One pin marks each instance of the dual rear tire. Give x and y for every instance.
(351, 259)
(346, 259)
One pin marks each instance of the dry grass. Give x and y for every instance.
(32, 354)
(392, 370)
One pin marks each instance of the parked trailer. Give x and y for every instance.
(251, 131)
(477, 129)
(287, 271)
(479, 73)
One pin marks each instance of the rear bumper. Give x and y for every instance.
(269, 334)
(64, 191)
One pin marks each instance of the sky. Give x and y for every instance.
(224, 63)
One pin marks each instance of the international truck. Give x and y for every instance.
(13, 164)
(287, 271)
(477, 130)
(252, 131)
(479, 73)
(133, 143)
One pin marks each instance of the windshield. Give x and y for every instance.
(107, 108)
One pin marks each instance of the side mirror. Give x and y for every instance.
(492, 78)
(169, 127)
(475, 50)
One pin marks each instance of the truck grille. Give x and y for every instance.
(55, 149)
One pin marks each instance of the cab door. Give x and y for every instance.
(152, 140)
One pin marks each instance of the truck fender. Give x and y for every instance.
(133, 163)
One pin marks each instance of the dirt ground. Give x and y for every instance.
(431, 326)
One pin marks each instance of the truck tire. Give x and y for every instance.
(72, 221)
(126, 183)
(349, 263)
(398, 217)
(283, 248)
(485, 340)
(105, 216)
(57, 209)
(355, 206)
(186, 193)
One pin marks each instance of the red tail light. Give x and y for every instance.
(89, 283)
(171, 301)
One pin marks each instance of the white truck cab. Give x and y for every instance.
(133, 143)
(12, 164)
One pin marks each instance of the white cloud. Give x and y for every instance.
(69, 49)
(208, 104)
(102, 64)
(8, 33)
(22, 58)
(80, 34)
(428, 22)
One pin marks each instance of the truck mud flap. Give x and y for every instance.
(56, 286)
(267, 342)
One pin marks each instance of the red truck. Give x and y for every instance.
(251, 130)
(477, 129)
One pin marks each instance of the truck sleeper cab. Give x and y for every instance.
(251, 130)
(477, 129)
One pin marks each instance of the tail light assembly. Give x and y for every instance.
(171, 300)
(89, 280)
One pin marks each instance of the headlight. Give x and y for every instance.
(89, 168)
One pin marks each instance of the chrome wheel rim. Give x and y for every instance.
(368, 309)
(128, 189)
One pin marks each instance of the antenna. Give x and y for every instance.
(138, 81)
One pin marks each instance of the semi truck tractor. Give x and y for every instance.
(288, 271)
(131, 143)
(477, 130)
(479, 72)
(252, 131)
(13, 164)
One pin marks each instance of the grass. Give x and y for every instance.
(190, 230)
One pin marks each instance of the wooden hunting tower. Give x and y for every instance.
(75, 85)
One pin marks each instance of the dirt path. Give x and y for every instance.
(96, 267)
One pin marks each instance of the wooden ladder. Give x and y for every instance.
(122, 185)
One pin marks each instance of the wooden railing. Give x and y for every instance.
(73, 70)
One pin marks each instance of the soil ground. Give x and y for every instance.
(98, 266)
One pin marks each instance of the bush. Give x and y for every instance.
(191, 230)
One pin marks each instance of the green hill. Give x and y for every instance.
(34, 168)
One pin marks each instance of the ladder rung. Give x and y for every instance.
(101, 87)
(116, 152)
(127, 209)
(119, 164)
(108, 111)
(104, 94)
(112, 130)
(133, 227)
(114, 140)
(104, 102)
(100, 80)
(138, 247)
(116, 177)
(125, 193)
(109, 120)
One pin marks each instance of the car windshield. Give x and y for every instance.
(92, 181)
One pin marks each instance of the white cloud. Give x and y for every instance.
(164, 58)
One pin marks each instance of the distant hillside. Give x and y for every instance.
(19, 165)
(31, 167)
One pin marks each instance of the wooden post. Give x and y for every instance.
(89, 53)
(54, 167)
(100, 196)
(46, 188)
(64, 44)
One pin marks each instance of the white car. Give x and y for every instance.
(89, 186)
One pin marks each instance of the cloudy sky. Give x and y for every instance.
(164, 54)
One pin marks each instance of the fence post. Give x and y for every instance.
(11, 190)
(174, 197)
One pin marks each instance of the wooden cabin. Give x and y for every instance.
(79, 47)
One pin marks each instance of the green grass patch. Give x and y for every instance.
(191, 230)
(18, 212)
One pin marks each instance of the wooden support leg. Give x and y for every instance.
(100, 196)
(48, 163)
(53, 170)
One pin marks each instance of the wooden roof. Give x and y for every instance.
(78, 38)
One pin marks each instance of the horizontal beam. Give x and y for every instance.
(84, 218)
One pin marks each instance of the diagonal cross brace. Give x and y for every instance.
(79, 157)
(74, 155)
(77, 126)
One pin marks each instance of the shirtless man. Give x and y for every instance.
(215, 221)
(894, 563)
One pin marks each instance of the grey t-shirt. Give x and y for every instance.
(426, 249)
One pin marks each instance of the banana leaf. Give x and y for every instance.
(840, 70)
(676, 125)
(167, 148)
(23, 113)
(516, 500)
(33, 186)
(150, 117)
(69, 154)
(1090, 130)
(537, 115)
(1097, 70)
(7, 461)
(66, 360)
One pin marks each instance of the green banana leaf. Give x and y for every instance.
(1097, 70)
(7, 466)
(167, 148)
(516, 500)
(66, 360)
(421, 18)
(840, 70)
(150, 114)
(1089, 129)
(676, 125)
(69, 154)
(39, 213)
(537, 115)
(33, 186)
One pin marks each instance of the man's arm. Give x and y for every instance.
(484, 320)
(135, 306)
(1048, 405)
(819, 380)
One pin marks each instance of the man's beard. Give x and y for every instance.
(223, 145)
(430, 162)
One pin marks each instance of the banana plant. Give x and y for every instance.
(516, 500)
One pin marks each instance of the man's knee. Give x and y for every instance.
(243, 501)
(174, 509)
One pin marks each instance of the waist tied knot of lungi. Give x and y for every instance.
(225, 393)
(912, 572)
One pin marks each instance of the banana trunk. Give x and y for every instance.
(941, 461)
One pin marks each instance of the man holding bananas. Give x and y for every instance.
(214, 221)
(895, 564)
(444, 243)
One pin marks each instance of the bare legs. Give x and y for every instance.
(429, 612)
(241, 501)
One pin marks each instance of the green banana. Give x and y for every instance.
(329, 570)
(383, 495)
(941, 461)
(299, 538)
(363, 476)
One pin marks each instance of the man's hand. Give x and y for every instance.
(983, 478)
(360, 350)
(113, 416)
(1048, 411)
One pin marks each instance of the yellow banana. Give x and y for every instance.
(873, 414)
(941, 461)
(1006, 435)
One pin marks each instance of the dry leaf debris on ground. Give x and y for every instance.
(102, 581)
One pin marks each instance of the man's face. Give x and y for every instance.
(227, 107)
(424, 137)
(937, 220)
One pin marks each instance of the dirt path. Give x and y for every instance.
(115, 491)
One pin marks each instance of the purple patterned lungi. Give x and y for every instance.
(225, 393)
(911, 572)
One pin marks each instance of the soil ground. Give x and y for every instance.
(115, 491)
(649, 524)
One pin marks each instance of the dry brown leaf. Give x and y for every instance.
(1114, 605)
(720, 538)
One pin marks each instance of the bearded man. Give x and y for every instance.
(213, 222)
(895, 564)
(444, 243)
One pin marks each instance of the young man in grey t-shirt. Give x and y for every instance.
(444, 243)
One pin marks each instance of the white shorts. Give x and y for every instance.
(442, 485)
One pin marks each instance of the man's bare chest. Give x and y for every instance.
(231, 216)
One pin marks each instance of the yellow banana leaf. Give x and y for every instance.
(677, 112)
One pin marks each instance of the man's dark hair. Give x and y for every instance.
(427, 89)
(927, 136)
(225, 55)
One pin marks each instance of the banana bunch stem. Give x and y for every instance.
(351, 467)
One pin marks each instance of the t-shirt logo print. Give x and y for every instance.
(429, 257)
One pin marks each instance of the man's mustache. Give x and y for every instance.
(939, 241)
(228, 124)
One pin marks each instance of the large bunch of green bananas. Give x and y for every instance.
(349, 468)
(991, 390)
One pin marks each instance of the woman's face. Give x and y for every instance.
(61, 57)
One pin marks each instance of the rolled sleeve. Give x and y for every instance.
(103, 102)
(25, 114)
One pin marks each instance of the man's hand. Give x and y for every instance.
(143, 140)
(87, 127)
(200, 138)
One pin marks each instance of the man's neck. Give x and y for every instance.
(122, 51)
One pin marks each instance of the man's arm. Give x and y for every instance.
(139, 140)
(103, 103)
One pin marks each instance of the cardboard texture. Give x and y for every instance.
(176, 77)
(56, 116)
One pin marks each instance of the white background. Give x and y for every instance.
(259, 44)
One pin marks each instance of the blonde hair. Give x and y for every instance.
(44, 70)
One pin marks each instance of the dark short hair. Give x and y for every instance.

┄┄┄┄┄┄┄┄┄┄┄┄┄┄┄┄┄┄┄┄

— Task instructions —
What you return must match, line for line, the data from the line containing "One pin marks each instance of the cardboard" to its end, both ends included.

— Your response —
One pin marks each instance of the cardboard texture. Give x and y for every instance.
(176, 77)
(56, 116)
One pin marks each instance of the white background. Give x and y for every instance.
(259, 44)
One pin marks each instance of the blonde hair. Give x and y for every instance.
(44, 70)
One pin marks each instance of the dark short hair. Give x and y for every instance.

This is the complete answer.